Lagrangian Multipliers

Lagrangian Multipliers are a powerful tool for optimization. Using the SymPy package, I've provided a few examples of how we can perform interactive optimizations with Julia.

Note that I say interactive because the code example below does not offer a dynamic way to plug in some initial values and yield some result, but rather is an example of using the Julia language to do real-time computations.

In the first example, we want to find the minimum and maximum values of the function, \(f(x, y) = x^2 + x + 2y^2\) on the unit circle, \(x^2 + y^2 = 1\).

With Lagrangian multipliers, we are evaluating the equation,

\[ \nabla f(x_1, x_2, \dots, x_n) = \lambda \nabla g(x_1, x_2, \dots, x_n)\,. \]

This will result in a system of equations where each equation has the form of \(f_k = \lambda g_k\).

Since we will be optimizing \(f(x, y)\) over the unit circle, \(g(x, y)\) will be defined as \(g(x, y) = x^2 + y^2\).

We do some initial setup, including the SymPy package, establishing some symbolic variables, and defining our functions and region.

using SymPy

@vars x y λ

f(x, y) = x^2 + x + 2y^2
g(x, y) = x^2 + y^2

unit_circle = Eq(x*x + y*y, 1)

The next step in setting up the problem will be to write out our system of equations. SymPy offers us the Eq object for defining equations. Since we're working with the derivatives, we use the diff function which takes a function and a variable that we will be differentiating with respect to.

Once we've setup the problem by preparing an array of equations, we can use the solve function to yield possible results.

eqns = [
    Eq(diff(f(x, y), x), λ * diff(g(x, y), x)),
    Eq(diff(f(x, y), y), λ * diff(g(x, y), y))]

sol = solve(eqns, [x, y, λ])

Extracted records.

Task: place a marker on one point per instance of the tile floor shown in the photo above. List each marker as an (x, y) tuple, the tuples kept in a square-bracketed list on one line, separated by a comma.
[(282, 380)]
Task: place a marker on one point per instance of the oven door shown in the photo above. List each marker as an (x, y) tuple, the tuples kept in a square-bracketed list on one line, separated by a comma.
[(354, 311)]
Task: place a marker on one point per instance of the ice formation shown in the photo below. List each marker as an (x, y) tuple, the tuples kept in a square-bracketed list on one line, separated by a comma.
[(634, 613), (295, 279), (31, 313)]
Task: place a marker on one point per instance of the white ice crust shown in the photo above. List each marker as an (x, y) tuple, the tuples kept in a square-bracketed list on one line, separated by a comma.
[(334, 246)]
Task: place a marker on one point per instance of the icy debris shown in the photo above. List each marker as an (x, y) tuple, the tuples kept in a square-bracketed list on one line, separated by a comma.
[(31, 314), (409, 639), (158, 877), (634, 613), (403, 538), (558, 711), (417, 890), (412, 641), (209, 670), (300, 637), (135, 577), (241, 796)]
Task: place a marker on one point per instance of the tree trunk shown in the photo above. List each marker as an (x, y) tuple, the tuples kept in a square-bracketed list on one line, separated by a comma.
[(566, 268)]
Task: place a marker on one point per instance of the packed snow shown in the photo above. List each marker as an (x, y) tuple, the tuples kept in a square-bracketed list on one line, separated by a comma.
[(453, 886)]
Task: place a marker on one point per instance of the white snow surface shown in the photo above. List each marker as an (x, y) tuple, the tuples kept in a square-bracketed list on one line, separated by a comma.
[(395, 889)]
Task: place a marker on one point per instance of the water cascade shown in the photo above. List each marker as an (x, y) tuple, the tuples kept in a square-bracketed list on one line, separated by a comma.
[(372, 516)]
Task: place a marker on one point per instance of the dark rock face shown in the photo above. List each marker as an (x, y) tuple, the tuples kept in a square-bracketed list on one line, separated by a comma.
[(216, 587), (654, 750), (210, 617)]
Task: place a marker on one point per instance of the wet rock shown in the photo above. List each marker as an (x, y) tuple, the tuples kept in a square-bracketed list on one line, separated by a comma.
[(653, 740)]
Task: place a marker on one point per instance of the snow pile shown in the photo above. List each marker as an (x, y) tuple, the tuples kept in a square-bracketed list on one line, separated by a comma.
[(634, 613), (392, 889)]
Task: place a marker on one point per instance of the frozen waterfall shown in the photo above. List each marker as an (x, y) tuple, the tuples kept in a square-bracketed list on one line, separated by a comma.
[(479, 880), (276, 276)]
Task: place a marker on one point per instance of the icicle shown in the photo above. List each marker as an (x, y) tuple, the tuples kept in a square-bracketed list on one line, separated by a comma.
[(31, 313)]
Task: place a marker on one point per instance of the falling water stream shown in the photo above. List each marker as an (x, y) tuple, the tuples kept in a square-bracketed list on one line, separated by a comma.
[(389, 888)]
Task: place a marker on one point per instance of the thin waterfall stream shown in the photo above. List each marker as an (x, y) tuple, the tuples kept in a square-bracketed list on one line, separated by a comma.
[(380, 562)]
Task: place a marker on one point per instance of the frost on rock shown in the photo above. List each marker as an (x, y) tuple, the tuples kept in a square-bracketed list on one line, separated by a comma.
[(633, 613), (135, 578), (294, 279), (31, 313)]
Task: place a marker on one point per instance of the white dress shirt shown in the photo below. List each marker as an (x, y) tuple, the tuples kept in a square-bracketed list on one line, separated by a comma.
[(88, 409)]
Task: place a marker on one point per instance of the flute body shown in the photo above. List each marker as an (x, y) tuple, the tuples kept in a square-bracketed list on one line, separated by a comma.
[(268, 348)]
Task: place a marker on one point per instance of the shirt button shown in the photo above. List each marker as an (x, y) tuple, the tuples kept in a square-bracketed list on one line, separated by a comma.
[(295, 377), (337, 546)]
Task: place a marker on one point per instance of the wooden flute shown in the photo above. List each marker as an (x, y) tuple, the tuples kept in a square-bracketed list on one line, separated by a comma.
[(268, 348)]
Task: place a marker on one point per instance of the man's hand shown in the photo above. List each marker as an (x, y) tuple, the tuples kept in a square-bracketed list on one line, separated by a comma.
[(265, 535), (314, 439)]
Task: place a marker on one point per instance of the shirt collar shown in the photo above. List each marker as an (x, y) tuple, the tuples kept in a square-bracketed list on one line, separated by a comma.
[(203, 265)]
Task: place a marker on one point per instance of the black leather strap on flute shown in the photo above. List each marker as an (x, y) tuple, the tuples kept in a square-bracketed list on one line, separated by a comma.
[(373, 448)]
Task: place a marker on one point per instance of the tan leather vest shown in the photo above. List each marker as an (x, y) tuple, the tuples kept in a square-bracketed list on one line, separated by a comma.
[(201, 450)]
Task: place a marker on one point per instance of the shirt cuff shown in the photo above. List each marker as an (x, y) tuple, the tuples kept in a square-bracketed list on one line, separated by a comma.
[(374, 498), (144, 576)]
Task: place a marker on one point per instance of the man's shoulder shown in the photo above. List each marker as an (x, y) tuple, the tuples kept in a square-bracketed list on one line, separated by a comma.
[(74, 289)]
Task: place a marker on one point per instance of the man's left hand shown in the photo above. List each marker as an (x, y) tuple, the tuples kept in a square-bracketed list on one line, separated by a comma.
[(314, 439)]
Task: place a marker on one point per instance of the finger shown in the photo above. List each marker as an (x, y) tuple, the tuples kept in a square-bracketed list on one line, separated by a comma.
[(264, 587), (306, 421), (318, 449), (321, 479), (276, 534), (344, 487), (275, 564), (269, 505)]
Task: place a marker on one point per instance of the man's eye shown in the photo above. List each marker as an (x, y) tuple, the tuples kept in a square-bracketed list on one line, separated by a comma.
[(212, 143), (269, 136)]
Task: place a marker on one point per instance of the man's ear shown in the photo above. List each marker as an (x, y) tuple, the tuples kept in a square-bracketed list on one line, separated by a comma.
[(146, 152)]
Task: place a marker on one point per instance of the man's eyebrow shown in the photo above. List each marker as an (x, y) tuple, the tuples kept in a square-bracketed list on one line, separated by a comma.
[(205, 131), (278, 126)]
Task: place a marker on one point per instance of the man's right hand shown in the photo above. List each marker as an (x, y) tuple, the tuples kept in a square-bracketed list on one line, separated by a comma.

Tasks to perform.
A. Answer these questions using the Lagrangian multipliers text:
(i) Which function does the first example find the minimum and maximum values of?
(ii) Which SymPy object does the text name for defining equations?
(iii) Which function is used on the array of equations to yield possible results?
B. Copy everything in the Lagrangian multipliers text from "In the first" down to "y) = x^2 + y^2\).".
Work only from the Lagrangian multipliers text, not from the items.

Solutions to the tasks.
A.
(i) f(x, y) = x^2 + x + 2y^2, on the unit circle x^2 + y^2 = 1
(ii) The Eq object
(iii) The solve function

B.
In the first example, we want to find the minimum and maximum values of the function, \(f(x, y) = x^2 + x + 2y^2\) on the unit circle, \(x^2 + y^2 = 1\).

With Lagrangian multipliers, we are evaluating the equation,

\[ \nabla f(x_1, x_2, \dots, x_n) = \lambda \nabla g(x_1, x_2, \dots, x_n)\,. \]

This will result in a system of equations where each equation has the form of \(f_k = \lambda g_k\).

Since we will be optimizing \(f(x, y)\) over the unit circle, \(g(x, y)\) will be defined as \(g(x, y) = x^2 + y^2\).